[Referring expression data]
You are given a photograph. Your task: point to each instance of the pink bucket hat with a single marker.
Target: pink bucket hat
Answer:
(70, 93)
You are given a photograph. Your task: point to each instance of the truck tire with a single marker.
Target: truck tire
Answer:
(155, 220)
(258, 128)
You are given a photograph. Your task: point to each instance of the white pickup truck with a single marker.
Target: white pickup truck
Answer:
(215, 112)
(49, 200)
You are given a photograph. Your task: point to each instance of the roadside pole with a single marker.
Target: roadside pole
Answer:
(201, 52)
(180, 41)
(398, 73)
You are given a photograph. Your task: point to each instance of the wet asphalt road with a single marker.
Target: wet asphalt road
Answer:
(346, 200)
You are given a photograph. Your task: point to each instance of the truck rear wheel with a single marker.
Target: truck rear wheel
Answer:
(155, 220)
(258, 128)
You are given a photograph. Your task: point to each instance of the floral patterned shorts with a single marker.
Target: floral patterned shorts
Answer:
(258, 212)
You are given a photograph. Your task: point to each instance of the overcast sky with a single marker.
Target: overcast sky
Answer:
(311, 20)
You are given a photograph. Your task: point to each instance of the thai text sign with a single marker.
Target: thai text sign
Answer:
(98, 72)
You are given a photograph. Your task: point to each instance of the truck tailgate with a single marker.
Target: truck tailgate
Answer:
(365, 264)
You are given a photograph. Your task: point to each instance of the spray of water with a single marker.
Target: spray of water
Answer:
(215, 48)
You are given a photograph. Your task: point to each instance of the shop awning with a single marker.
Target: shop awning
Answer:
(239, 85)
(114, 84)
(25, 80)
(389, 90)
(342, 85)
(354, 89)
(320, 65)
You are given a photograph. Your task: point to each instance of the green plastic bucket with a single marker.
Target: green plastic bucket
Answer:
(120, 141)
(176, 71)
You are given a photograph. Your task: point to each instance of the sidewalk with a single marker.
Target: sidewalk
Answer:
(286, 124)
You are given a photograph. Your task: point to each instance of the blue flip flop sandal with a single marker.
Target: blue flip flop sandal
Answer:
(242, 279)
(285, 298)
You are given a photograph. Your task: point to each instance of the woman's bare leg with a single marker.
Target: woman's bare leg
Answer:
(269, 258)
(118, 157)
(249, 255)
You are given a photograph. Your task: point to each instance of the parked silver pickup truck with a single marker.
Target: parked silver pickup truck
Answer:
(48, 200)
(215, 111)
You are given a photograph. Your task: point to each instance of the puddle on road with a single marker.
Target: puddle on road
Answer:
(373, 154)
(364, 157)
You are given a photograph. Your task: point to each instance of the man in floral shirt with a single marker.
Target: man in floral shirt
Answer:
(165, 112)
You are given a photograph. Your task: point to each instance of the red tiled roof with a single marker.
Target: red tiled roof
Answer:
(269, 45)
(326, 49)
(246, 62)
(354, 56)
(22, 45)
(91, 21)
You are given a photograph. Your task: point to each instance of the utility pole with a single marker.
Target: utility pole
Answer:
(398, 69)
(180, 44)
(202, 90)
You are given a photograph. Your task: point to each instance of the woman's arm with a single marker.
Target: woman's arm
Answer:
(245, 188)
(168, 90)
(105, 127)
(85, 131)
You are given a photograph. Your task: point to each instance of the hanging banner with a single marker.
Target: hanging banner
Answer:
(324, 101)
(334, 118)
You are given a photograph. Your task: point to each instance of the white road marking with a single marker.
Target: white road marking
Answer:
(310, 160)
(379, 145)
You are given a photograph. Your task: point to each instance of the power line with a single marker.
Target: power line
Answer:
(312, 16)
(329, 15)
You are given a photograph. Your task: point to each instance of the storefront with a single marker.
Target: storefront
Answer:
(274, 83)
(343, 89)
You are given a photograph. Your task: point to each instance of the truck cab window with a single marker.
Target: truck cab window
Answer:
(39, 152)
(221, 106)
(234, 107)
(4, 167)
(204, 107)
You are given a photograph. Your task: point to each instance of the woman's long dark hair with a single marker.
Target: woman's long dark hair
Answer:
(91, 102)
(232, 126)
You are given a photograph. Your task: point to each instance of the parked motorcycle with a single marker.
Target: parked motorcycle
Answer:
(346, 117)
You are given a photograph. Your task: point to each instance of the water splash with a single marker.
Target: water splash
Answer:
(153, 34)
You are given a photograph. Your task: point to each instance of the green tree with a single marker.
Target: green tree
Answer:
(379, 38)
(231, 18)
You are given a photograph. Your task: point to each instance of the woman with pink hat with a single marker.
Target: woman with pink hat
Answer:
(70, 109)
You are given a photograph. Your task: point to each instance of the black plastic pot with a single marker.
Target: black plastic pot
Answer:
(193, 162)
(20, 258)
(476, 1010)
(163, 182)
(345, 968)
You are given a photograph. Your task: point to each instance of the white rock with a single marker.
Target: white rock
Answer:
--
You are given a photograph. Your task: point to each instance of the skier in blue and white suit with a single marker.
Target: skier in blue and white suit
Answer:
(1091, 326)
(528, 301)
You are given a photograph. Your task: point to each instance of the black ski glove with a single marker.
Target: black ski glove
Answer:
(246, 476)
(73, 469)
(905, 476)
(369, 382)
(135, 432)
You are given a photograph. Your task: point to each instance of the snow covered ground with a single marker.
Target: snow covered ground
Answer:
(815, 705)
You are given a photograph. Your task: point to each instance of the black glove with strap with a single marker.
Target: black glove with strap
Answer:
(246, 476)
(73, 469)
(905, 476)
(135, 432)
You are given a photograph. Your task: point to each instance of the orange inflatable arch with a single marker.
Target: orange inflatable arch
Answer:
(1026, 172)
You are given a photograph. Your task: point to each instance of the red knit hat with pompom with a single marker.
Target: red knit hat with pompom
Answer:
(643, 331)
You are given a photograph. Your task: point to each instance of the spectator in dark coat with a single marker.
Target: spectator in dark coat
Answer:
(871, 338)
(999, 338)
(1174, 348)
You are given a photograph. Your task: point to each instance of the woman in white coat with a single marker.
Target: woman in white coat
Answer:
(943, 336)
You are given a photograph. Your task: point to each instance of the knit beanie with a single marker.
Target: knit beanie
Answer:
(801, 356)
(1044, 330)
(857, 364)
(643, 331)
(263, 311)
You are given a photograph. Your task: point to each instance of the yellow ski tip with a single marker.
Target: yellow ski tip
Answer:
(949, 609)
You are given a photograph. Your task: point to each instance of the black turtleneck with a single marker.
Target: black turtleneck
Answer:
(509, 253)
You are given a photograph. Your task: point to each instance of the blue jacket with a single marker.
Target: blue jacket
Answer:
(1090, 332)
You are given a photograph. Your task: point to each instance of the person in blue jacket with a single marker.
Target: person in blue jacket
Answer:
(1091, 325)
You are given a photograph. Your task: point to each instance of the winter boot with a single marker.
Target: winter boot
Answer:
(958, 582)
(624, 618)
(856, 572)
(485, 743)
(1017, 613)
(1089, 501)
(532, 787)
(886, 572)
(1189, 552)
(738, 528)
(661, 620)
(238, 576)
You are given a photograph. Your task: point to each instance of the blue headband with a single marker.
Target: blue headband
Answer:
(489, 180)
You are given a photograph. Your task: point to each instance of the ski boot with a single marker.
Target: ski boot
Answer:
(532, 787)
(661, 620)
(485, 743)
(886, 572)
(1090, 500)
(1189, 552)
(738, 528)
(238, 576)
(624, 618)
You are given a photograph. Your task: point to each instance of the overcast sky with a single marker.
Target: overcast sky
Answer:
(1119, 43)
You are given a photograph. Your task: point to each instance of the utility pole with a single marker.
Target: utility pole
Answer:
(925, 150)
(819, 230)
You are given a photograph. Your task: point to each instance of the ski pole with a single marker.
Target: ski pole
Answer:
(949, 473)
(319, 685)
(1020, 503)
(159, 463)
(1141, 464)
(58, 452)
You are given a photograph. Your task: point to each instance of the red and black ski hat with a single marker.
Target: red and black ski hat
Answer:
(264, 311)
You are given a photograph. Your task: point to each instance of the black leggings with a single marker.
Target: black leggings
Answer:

[Assigned task]
Reproduce exactly the lines above from the line with "bucket hat with a single marker." to the line with "water with a single marker.", including both, and add nothing.

[Written response]
You are given a photograph. Your task: point to each instance of the pink bucket hat with a single marker.
Target: pink bucket hat
Answer:
(70, 93)
You are given a photograph. Your task: point to each instance of the truck tire with a single marker.
Target: truck tire
Answer:
(155, 220)
(258, 128)
You are given a photograph. Your task: point to each instance of the white pickup truck with a single marker.
Target: white pickup truck
Answer:
(215, 112)
(49, 200)
You are given a photograph. Your task: point to each instance of the roadside pole with a single marker.
Target: roadside pole
Answer:
(201, 52)
(180, 41)
(398, 73)
You are given a photograph. Your task: point to each instance of the wet asphalt road with a single marker.
Target: wet asphalt road
Answer:
(346, 200)
You are given a photograph. Your task: point to each instance of the truck rear wheel with a single marker.
Target: truck rear wheel
Answer:
(155, 220)
(258, 128)
You are given a photograph. Your task: point to each instance of the floral patterned shorts with a single marker.
Target: floral patterned shorts
Answer:
(258, 212)
You are given a photograph. Your task: point to each instance of the overcast sky with a single marker.
Target: overcast sky
Answer:
(311, 20)
You are given a photograph. Your task: point to each instance of the thai text sign with a single marker.
Target: thai text sign
Answer:
(98, 72)
You are given a photograph. Your task: point to each instance of the truck tailgate with a single marker.
Target: truck tailgate
Answer:
(365, 264)
You are given a photograph. Your task: point to each instance of the spray of water with a single marker.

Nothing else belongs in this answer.